The problem: Reproduce the data below line for line with no changes, leaving out the pictures.

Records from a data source

## start

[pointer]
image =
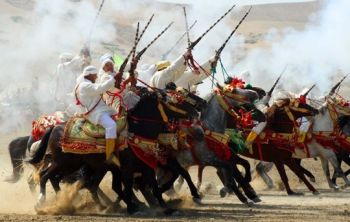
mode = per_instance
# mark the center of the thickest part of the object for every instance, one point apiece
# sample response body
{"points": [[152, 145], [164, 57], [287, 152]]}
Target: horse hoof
{"points": [[169, 212], [197, 200], [316, 193], [296, 194], [249, 203], [12, 179], [223, 192], [256, 200], [139, 213]]}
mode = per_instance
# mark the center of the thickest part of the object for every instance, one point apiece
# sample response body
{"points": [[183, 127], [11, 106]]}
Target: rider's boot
{"points": [[110, 155]]}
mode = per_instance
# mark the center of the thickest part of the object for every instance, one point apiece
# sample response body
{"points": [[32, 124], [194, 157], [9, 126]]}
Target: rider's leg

## end

Solution to this exercise:
[pointer]
image =
mode = per_instance
# mark the center of the thickest part of the object for every instance, one point apiece
# sample response body
{"points": [[152, 145], [164, 57], [287, 152]]}
Target: horse hoof
{"points": [[169, 212], [197, 200], [316, 193], [296, 194], [249, 203], [12, 179], [223, 192], [256, 200], [139, 213]]}
mode = per_instance
# mark the center of the thickest part of the object for every instance, one point apiece
# sample response body
{"points": [[183, 127], [11, 106]]}
Target: rider's boot
{"points": [[110, 155]]}
mode = per_instance
# mark the center of the thickest part of the object for every instance, one point apiece
# sample response body
{"points": [[32, 124], [194, 157], [9, 126]]}
Target: rider's leg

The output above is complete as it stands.